### What the task requires
Exactly reproduce the lines beginning with the line that includes "Please identify the rifle" and ending with the last line of the data.

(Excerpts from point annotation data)
****************************************

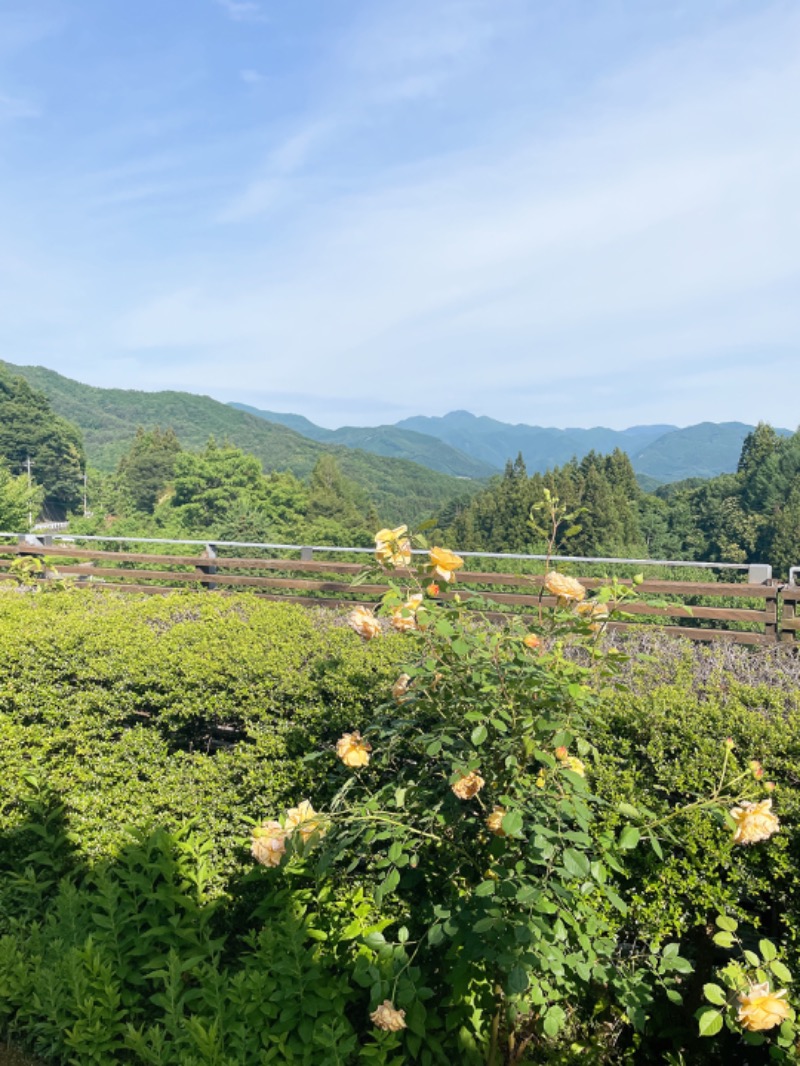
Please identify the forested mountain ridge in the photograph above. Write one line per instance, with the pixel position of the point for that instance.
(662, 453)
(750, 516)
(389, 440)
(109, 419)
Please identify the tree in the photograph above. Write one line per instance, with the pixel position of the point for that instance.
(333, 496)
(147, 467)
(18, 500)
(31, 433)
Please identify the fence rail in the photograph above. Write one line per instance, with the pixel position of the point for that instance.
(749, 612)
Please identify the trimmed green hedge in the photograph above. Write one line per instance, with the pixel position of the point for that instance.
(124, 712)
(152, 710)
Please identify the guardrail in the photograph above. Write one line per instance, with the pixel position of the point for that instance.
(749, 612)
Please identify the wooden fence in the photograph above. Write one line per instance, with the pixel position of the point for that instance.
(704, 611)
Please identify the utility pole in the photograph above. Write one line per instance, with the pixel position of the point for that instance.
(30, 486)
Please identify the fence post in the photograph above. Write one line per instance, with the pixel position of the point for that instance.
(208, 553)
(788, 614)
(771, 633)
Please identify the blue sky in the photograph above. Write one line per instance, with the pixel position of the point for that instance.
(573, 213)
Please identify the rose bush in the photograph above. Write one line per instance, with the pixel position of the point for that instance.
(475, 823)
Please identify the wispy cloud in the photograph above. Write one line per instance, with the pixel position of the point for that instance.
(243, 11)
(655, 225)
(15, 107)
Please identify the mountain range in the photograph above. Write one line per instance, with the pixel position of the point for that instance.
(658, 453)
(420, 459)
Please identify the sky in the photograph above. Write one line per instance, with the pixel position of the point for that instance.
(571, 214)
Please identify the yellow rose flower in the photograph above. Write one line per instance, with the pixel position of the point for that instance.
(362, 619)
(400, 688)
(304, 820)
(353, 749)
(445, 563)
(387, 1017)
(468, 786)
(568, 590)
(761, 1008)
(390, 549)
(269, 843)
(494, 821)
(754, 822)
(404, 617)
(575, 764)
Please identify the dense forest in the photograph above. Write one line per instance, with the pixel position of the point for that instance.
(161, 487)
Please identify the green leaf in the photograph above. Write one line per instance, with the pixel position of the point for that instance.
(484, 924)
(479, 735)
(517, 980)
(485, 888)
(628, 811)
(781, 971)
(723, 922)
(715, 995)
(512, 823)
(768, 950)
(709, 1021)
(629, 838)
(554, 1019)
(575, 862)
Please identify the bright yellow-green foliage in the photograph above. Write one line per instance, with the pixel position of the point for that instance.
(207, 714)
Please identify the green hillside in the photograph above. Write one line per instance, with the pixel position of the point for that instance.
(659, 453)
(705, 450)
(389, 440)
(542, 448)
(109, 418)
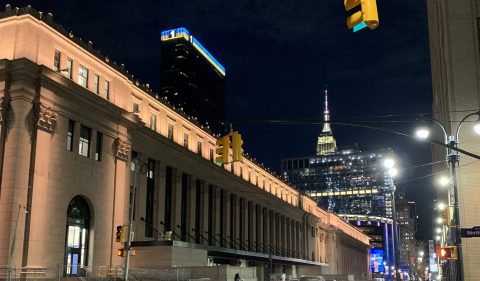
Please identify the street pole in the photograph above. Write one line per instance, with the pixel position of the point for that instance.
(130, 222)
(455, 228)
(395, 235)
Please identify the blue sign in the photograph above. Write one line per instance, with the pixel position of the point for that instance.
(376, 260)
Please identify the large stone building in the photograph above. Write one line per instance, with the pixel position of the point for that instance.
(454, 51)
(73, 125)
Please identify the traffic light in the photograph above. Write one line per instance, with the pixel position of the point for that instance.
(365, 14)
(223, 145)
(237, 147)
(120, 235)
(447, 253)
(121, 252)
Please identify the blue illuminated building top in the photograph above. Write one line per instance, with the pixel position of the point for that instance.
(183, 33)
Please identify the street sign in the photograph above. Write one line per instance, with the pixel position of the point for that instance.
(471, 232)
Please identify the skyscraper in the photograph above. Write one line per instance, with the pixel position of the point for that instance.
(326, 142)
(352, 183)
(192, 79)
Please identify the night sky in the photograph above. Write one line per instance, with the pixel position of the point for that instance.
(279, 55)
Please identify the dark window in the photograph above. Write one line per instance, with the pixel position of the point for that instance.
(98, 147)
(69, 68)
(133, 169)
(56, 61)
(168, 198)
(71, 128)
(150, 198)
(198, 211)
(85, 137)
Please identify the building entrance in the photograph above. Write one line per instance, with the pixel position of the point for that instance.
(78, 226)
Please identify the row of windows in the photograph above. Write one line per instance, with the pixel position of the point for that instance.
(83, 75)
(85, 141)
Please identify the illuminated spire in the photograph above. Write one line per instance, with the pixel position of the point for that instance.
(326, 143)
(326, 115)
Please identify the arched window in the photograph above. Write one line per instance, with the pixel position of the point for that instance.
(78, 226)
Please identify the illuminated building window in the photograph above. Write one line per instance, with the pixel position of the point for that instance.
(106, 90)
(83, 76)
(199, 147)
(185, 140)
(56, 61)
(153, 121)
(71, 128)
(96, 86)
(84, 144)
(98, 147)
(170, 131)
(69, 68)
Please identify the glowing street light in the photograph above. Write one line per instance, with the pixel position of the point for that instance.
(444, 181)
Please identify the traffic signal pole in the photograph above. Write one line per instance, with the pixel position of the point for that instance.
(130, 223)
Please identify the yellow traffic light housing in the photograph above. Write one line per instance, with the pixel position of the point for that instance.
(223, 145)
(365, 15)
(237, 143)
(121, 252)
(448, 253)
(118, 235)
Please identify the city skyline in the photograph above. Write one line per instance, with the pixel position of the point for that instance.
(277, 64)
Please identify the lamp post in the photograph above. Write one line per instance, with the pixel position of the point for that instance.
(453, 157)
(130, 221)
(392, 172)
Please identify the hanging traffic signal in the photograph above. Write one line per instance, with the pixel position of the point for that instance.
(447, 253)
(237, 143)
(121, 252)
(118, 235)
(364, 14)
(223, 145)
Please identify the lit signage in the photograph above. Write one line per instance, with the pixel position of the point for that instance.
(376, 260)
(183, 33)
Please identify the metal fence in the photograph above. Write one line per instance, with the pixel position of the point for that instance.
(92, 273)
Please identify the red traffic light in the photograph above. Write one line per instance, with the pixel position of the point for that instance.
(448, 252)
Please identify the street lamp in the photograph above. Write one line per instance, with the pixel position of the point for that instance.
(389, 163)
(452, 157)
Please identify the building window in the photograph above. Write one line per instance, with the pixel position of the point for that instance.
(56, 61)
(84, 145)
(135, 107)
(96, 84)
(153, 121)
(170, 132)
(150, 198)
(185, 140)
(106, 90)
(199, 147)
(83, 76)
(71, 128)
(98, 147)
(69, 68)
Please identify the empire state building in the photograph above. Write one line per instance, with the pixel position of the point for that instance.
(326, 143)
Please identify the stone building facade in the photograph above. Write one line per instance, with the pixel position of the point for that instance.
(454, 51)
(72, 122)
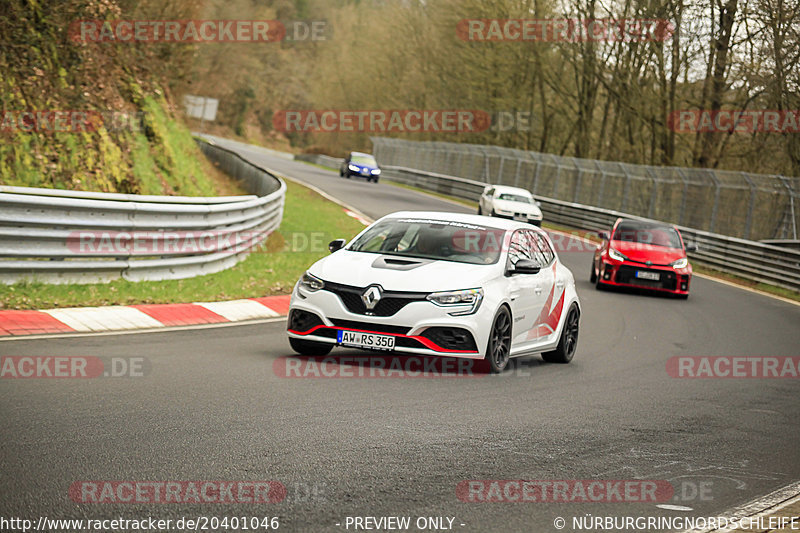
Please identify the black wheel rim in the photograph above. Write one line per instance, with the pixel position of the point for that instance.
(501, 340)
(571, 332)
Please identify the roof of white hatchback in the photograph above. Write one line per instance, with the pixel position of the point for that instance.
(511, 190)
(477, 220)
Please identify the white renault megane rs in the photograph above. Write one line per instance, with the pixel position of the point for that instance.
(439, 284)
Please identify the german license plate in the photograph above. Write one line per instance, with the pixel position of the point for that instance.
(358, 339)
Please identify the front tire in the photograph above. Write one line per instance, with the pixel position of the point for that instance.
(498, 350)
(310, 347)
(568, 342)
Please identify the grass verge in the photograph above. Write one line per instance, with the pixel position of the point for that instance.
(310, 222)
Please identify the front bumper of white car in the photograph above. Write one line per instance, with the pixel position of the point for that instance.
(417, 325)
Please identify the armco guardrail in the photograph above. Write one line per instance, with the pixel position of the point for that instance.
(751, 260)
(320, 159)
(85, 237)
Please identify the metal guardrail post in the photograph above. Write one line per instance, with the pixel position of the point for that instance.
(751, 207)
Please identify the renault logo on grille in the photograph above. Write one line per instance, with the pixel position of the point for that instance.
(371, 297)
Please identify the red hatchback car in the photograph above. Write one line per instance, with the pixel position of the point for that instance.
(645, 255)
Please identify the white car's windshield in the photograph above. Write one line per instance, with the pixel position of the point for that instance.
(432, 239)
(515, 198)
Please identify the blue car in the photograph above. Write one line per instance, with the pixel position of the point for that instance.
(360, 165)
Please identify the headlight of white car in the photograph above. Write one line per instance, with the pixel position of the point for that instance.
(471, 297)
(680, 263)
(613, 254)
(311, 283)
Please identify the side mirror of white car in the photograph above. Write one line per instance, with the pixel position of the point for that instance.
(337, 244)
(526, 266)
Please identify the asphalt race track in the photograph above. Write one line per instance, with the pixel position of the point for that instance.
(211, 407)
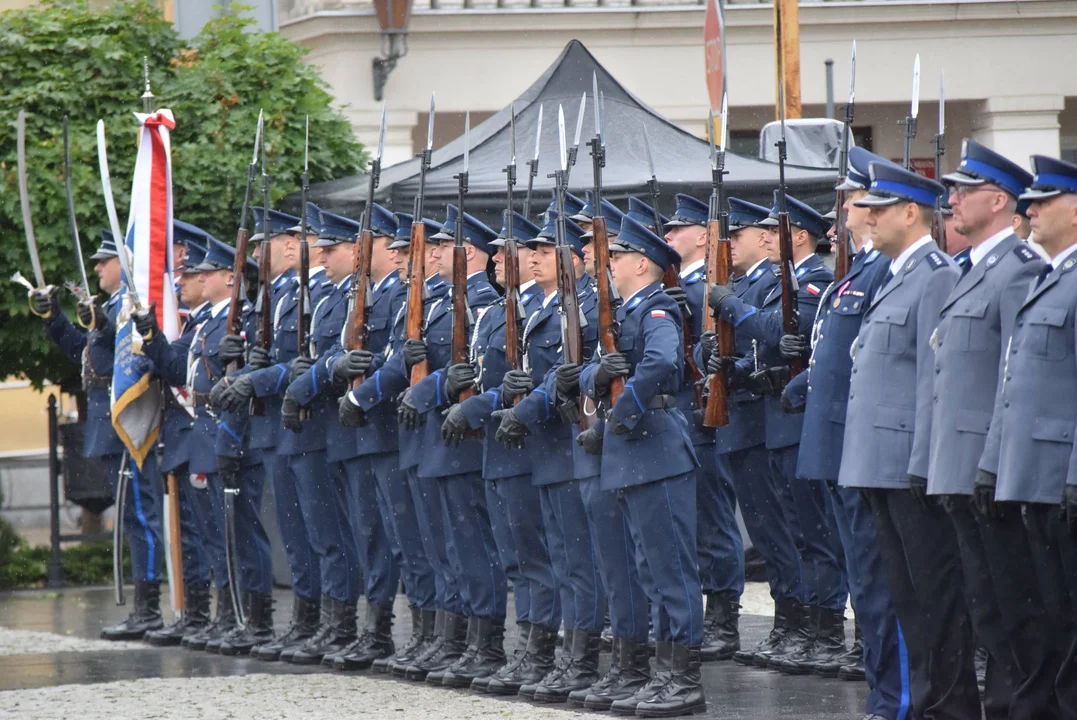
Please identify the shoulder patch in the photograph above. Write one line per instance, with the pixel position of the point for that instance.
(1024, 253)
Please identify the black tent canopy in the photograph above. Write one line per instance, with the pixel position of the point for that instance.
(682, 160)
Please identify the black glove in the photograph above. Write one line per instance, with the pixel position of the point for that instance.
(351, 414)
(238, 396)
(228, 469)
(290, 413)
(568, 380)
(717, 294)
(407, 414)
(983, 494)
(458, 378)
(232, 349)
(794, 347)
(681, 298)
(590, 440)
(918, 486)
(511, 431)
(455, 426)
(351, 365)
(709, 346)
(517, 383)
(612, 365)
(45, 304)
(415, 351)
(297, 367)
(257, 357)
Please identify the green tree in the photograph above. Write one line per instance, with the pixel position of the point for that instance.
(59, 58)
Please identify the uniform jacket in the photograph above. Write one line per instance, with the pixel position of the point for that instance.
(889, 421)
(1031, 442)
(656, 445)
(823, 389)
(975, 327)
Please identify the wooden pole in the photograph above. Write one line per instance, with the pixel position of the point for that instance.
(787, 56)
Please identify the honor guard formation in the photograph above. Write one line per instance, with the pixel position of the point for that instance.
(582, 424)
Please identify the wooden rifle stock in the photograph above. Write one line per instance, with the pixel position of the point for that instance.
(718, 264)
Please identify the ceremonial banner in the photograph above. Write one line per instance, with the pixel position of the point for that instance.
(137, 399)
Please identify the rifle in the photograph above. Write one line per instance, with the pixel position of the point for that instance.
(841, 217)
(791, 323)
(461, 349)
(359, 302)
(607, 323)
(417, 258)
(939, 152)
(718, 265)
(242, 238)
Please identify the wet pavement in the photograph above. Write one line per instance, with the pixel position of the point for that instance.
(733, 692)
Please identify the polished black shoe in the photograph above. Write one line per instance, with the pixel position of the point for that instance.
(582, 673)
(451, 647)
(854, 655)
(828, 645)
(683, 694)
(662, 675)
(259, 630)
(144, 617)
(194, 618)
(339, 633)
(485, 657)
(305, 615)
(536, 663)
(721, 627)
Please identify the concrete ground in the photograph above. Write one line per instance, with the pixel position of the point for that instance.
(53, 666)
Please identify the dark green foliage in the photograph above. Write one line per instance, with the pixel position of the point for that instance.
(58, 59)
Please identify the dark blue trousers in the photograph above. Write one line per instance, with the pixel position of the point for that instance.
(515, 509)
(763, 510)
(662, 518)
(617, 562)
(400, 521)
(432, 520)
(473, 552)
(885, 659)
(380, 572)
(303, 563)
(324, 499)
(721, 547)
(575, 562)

****************************************

### Response to the exercise
Please identify the rifle in the photograph above. Write one line per instance, with the pixel position of the point for that instance.
(841, 217)
(791, 323)
(461, 349)
(359, 302)
(607, 323)
(417, 258)
(939, 152)
(718, 265)
(242, 238)
Please identify the wet pavement in the photograph above. Write one line per instance, with the pixel position of the point for that instance.
(733, 692)
Please identify the polished black shoe in the photograph above. Write one line per instance, with the pixel position of the point for that instance.
(582, 673)
(451, 647)
(854, 655)
(828, 645)
(683, 694)
(662, 675)
(259, 630)
(144, 617)
(194, 618)
(339, 633)
(485, 657)
(305, 615)
(536, 663)
(721, 627)
Please identify the concrete ground in the photograph above. Write one line per instance, with the pixel position of the point for that instance.
(53, 666)
Please identify the dark green foliage in the photograph above. Write one line per instance, with the pixel position of the point for that instance.
(58, 59)
Please identify the dark blue trousers in the photograph above. Write one line per instance, with the pixel position of the point for that instance.
(515, 509)
(763, 510)
(662, 518)
(617, 562)
(400, 521)
(432, 520)
(473, 552)
(885, 659)
(380, 572)
(303, 563)
(324, 499)
(721, 547)
(575, 562)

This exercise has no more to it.